__Exercise instructions__
Could you copy every line of the data that contains the word "center"?

Provided entries START

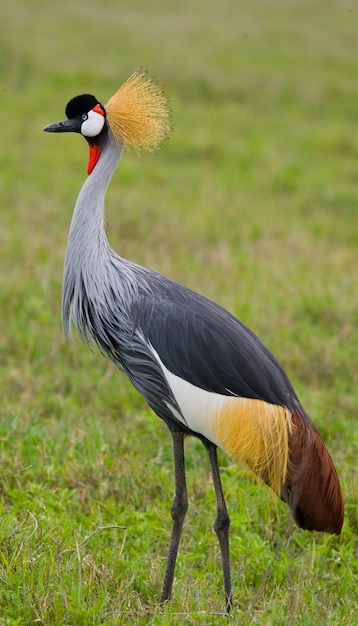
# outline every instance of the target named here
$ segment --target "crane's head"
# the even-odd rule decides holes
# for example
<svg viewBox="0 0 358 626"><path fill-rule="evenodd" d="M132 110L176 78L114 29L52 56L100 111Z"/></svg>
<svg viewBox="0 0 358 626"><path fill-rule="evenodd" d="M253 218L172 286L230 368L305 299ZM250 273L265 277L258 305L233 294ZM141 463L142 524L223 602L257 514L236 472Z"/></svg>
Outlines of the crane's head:
<svg viewBox="0 0 358 626"><path fill-rule="evenodd" d="M90 174L101 155L103 139L111 133L118 145L154 150L169 135L170 111L159 85L137 70L103 106L95 96L75 96L66 106L67 119L45 126L50 133L80 133L88 141Z"/></svg>
<svg viewBox="0 0 358 626"><path fill-rule="evenodd" d="M67 119L45 126L49 133L80 133L89 143L87 173L95 167L100 154L100 139L108 132L106 111L97 98L90 94L75 96L66 106Z"/></svg>

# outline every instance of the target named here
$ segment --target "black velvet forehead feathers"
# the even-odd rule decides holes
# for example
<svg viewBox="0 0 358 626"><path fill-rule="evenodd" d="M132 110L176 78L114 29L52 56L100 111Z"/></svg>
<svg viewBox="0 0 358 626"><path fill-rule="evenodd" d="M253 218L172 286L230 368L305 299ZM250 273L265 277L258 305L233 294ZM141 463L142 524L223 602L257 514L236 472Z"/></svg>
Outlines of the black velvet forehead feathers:
<svg viewBox="0 0 358 626"><path fill-rule="evenodd" d="M80 96L75 96L67 103L66 115L69 120L72 120L74 117L77 117L77 115L81 115L81 113L88 113L96 104L100 103L95 96L89 93L83 93Z"/></svg>

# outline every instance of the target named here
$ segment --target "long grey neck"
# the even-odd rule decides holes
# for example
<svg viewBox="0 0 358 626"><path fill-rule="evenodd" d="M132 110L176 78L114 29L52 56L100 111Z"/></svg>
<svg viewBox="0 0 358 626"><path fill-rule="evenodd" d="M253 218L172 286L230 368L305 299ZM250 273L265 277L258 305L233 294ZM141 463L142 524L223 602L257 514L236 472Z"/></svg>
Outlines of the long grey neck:
<svg viewBox="0 0 358 626"><path fill-rule="evenodd" d="M93 172L85 180L77 198L67 244L67 257L71 262L77 257L81 265L88 255L108 247L104 228L104 198L114 170L122 156L123 146L118 146L110 134L101 146L101 155ZM78 267L78 266L77 266Z"/></svg>
<svg viewBox="0 0 358 626"><path fill-rule="evenodd" d="M104 198L122 152L123 146L118 146L108 133L101 145L100 158L77 198L63 276L62 320L65 335L69 334L72 325L83 335L86 302L100 304L99 299L104 297L109 259L111 254L114 255L104 227Z"/></svg>

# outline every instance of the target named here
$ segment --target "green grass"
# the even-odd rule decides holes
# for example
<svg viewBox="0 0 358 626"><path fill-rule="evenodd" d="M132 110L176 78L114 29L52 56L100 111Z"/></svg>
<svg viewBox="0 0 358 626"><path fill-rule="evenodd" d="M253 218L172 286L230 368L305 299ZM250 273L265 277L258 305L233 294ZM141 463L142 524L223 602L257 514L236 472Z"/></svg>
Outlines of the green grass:
<svg viewBox="0 0 358 626"><path fill-rule="evenodd" d="M358 575L358 10L354 3L49 0L2 8L0 624L351 625ZM208 461L188 440L190 508L159 608L173 495L169 433L129 383L64 346L63 255L87 148L41 128L138 66L175 132L126 153L113 247L220 302L278 357L335 459L340 537L220 454L235 611L223 616Z"/></svg>

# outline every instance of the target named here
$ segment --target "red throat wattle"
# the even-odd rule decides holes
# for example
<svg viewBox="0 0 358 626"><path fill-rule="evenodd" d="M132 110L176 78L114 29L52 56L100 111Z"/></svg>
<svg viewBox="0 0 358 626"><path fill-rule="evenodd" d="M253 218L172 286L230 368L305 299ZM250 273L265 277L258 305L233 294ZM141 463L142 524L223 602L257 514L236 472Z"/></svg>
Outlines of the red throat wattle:
<svg viewBox="0 0 358 626"><path fill-rule="evenodd" d="M87 174L90 174L91 172L93 172L95 165L97 164L97 161L99 159L99 156L101 154L101 148L97 145L91 145L89 147L89 159L88 159L88 165L87 165Z"/></svg>

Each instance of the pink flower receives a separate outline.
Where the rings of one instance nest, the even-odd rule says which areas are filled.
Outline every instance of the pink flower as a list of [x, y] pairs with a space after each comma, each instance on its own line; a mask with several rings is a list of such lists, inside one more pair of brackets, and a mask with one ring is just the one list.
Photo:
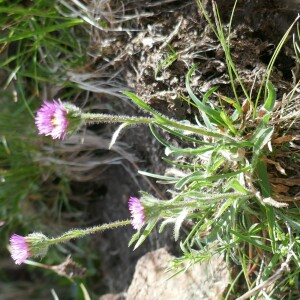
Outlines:
[[26, 239], [21, 235], [13, 234], [9, 242], [11, 247], [11, 257], [17, 265], [20, 265], [30, 256]]
[[145, 210], [141, 203], [141, 201], [138, 198], [130, 197], [128, 201], [128, 208], [131, 213], [131, 219], [132, 219], [132, 227], [136, 230], [139, 230], [142, 228], [142, 226], [145, 224]]
[[39, 232], [31, 233], [26, 237], [13, 234], [9, 243], [11, 257], [17, 265], [29, 257], [44, 257], [50, 245], [49, 239]]
[[60, 100], [44, 101], [35, 116], [40, 135], [51, 135], [53, 139], [64, 139], [69, 125], [67, 111]]

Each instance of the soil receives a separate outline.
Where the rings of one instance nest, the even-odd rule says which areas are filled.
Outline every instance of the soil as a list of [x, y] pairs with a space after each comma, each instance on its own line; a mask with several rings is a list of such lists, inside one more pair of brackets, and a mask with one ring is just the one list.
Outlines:
[[[186, 74], [194, 64], [198, 67], [191, 86], [196, 95], [219, 86], [220, 95], [233, 96], [224, 52], [195, 1], [123, 1], [122, 11], [118, 1], [109, 2], [101, 13], [114, 30], [97, 31], [93, 37], [88, 50], [93, 57], [89, 68], [110, 74], [157, 111], [177, 120], [194, 122], [193, 108], [183, 100], [188, 96]], [[234, 1], [216, 3], [228, 32], [226, 24]], [[204, 4], [212, 15], [212, 2], [204, 1]], [[238, 1], [232, 24], [231, 54], [242, 81], [253, 96], [258, 92], [276, 45], [296, 18], [299, 7], [297, 1]], [[98, 11], [99, 7], [91, 9]], [[123, 30], [118, 30], [120, 26]], [[277, 88], [278, 99], [299, 80], [291, 37], [275, 63], [270, 80]], [[106, 105], [115, 101], [105, 94], [100, 97], [99, 101]], [[240, 100], [243, 103], [245, 99]], [[128, 101], [118, 102], [114, 113], [144, 114]], [[110, 127], [105, 128], [113, 132]], [[129, 145], [136, 160], [110, 166], [105, 177], [101, 175], [97, 183], [93, 183], [95, 201], [89, 203], [87, 218], [97, 217], [98, 223], [128, 218], [128, 197], [138, 195], [139, 190], [149, 191], [159, 198], [168, 197], [167, 187], [137, 175], [137, 170], [163, 174], [167, 167], [161, 160], [164, 150], [149, 129], [130, 128], [120, 141]], [[102, 283], [95, 287], [95, 292], [126, 290], [137, 259], [150, 250], [167, 245], [176, 253], [171, 231], [162, 235], [154, 232], [134, 252], [128, 248], [133, 233], [130, 228], [115, 230], [104, 233], [94, 242], [93, 247], [99, 249], [102, 258]]]

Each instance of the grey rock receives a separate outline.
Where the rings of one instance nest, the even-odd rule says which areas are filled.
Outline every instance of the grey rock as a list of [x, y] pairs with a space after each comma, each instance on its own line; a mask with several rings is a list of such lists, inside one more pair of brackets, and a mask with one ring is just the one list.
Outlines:
[[229, 284], [229, 271], [222, 257], [196, 264], [172, 278], [168, 263], [175, 257], [165, 248], [139, 259], [126, 300], [218, 300]]

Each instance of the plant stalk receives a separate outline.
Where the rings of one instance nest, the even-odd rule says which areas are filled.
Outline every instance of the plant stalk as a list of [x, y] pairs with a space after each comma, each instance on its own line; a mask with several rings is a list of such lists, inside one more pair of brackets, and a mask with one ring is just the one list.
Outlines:
[[86, 229], [73, 229], [73, 230], [67, 231], [66, 233], [62, 234], [59, 237], [49, 239], [48, 242], [49, 242], [49, 245], [56, 244], [56, 243], [62, 243], [62, 242], [66, 242], [66, 241], [69, 241], [72, 239], [83, 237], [88, 234], [101, 232], [101, 231], [104, 231], [107, 229], [114, 229], [117, 227], [129, 225], [129, 224], [131, 224], [131, 220], [116, 221], [116, 222], [98, 225], [98, 226], [94, 226], [94, 227], [90, 227], [90, 228], [86, 228]]

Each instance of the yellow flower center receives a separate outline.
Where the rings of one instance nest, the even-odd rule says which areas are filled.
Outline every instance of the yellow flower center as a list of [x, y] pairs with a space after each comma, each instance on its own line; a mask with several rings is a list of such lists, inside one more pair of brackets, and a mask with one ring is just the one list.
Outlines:
[[51, 125], [52, 125], [53, 127], [57, 127], [57, 126], [60, 125], [60, 122], [59, 122], [58, 118], [56, 118], [55, 116], [52, 117], [50, 123], [51, 123]]

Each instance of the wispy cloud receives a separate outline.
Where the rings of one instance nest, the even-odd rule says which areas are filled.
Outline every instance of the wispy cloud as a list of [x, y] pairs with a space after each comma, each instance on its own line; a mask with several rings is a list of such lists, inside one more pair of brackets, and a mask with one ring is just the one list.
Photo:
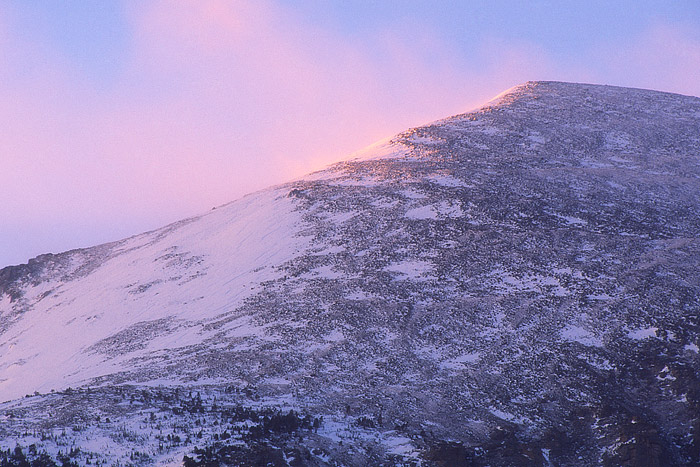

Provided entries END

__Output__
Each instance of the yellow flower center receives a separate outline.
Outline every instance of the yellow flower center as a list of [x, y] pairs with a space after each comma, each instance on its own line; a mask with several rings is a list of such lists, inside one more pair of brackets, and a mask with one ring is just the one list.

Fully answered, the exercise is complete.